Exercise directions: Copy the lines below that contain "great".

*** Opening Task data ***

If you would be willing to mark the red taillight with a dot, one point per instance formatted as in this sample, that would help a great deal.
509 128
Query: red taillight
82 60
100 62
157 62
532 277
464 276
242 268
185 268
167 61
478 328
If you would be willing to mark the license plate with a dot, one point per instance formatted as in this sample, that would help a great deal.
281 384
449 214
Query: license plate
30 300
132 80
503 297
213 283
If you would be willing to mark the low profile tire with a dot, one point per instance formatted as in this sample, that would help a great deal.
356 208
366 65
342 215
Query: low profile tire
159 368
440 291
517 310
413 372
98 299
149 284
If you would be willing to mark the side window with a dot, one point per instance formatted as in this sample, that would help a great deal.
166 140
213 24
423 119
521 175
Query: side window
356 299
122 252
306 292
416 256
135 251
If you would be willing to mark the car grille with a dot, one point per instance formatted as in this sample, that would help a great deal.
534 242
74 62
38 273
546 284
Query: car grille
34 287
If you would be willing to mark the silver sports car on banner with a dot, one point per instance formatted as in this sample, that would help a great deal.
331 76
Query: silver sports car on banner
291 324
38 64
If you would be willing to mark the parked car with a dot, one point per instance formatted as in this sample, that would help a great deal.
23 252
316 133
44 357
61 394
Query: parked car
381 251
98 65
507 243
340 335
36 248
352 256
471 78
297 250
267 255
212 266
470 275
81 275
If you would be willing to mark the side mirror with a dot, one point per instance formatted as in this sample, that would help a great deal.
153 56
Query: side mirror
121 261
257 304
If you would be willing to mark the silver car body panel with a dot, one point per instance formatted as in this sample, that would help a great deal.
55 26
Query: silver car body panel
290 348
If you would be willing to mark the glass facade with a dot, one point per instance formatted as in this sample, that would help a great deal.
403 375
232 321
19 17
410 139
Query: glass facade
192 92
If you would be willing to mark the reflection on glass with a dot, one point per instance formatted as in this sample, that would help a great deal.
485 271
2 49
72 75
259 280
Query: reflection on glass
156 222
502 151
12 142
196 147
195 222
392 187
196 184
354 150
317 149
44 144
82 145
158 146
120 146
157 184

*** Closing Task data ***

Problem solution:
If you would be willing to mark the red taillight with a dot, one point per instance formatted as in this sample, that would help a great deal.
If you would be willing to mark the license plate with a dot, one point per instance formatted as in this sample, that would help a great deal.
If you would be willing to mark the low profile tire with a dot, one point per instance formatted as in this sample, that would help a great deal.
If you would be willing to mark the side window with a dot, one point per instance formatted as in this sample, that would help a great deal.
If you would be willing to mark the car grille with a dot, one point per instance formatted as in this sample, that would help a great deal.
If you would be willing to mark the silver sports car on banner with a dot, one point per instance formatted as in this sample, that would help a great deal.
If you would be willing to mark the parked car with a dot, one point per instance formatted as in this sample, that would help a great deal.
If you would be willing to mark the side mirror with a dot, one point per instance formatted as in this sample, that would help a great deal.
If you would be willing to mark the silver car body panel with a dot, one point per instance formatted as in this sample, that would help a great deal.
If you would be willing to mark the glass facade with a dot, one point per instance formatted as in this sample, that would help a great deal.
If you would be willing to mark the reflection on glass with a dot, one point per instance formatted as in this sample, that would help a great deal.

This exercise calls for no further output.